:: Supplied material

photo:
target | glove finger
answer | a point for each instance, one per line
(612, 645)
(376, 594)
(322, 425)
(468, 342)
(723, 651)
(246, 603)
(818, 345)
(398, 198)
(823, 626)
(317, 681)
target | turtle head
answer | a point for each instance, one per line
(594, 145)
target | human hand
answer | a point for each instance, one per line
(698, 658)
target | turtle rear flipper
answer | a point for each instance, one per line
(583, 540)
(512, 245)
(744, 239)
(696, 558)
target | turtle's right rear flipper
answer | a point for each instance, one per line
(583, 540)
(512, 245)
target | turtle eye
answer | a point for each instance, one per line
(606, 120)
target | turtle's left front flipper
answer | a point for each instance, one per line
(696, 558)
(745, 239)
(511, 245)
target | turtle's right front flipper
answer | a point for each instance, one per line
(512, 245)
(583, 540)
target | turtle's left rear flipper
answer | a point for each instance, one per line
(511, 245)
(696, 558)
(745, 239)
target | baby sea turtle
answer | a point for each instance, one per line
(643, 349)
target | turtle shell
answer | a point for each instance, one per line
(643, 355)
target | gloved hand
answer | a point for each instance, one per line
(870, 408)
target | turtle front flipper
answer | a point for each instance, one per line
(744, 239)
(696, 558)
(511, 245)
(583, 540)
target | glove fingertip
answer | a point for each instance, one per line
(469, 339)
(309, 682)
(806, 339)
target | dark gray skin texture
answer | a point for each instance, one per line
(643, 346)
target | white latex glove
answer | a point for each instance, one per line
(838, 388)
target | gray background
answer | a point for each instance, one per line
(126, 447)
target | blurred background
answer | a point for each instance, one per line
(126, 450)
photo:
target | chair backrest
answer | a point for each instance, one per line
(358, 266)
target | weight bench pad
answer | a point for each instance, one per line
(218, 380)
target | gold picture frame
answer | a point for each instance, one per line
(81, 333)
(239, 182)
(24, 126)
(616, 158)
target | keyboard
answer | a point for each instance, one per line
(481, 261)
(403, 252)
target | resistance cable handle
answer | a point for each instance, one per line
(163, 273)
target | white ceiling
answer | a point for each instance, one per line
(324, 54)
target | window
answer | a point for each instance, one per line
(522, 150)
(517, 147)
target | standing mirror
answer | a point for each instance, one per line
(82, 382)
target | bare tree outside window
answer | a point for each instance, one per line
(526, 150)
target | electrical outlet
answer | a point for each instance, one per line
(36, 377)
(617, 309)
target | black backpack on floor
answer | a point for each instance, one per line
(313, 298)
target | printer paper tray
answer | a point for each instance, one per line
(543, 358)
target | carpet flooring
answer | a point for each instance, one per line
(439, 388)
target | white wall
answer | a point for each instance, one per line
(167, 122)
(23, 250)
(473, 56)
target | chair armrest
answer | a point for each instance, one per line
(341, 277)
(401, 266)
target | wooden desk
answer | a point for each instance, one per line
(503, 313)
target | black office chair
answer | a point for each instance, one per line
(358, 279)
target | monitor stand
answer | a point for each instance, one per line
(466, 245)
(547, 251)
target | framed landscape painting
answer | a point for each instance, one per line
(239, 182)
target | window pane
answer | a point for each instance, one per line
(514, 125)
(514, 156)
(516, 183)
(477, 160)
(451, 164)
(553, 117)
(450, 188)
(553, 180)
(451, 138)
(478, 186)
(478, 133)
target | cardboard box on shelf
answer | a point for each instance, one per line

::::

Exercise prompt: Can you quote all of the rows above, reproducing every line character for character?

Final result:
photo:
target | glove finger
answer | a point for each instance, one per line
(612, 645)
(376, 594)
(322, 425)
(468, 342)
(723, 651)
(246, 603)
(818, 345)
(398, 198)
(823, 626)
(317, 681)
target | turtle head
answer | a point for each instance, one per line
(594, 145)
target | human hand
answer | a point for each instance, one per line
(698, 658)
target | turtle rear flipper
answer | a point for each instance, one per line
(583, 540)
(512, 245)
(744, 239)
(696, 558)
target | turtle's right rear flipper
answer | a point for each instance, one per line
(583, 540)
(512, 245)
target | turtle eye
answer | a point for each instance, one per line
(606, 120)
target | turtle's left front flipper
answer | a point for each instance, one per line
(696, 558)
(745, 239)
(511, 245)
target | turtle's right front flipper
answer | a point for each instance, one per line
(512, 245)
(583, 540)
target | turtle's left rear flipper
answer | a point for each instance, one per line
(511, 245)
(696, 558)
(745, 239)
target | baby sea turtle
answer | a point for each instance, one per line
(643, 349)
target | turtle shell
answer | a point for each instance, one per line
(643, 355)
target | gloved hand
answer | a point for each instance, one per line
(870, 408)
target | turtle front flipper
answer | a point for each instance, one per line
(744, 239)
(696, 558)
(511, 245)
(583, 540)
target | glove fingertip
answer | a point for each instance, one per line
(469, 339)
(309, 682)
(806, 339)
target | dark gray skin texture
answer | a point for each instance, one per line
(643, 346)
target | white latex glove
answer | a point for each instance, one per line
(838, 388)
target | gray background
answer | a point for each instance, one per line
(126, 447)
target | blurred background
answer | a point for each instance, one per line
(126, 450)
photo:
target | chair backrest
answer | a point for each instance, one per line
(358, 266)
target | weight bench pad
answer | a point for each instance, one per line
(218, 380)
target | gold picture frame
answer | a point for each instance, one per line
(81, 333)
(239, 182)
(24, 126)
(616, 158)
target | keyboard
answer | a point for each instance, one per line
(481, 261)
(403, 252)
target | resistance cable handle
answer | a point for each instance, one per line
(163, 273)
target | white ceiling
answer | a point for each instance, one per line
(324, 54)
target | window
answer | a point for each instance, one per line
(522, 150)
(517, 147)
target | standing mirror
answer | a point for each instance, one per line
(82, 382)
target | bare tree outside window
answer | a point for each instance, one per line
(526, 150)
target | electrical outlet
answer | a point for each instance, one per line
(36, 377)
(617, 309)
target | black backpack on floor
answer | a point for each instance, one per line
(313, 298)
target | printer paper tray
answer | a point for each instance, one per line
(543, 358)
target | carpet flooring
answer | a point for each instance, one per line
(439, 388)
target | white wall
answer | a point for each instance, one per line
(167, 122)
(23, 250)
(473, 56)
target | chair armrest
answer | a point for each instance, one per line
(341, 277)
(401, 266)
target | wooden desk
answer | a point for each instance, one per line
(503, 313)
target | black office chair
answer | a point for each instance, one per line
(358, 279)
target | monitor stand
answer | a point for each instance, one per line
(466, 245)
(547, 251)
target | framed landscape painting
answer | a point for each instance, one per line
(239, 182)
target | window pane
answer | a point for each instance, one per line
(514, 125)
(514, 156)
(516, 183)
(477, 160)
(451, 164)
(553, 117)
(450, 188)
(553, 180)
(451, 138)
(478, 186)
(478, 133)
target | cardboard box on shelf
answer | a point for each instance, one per line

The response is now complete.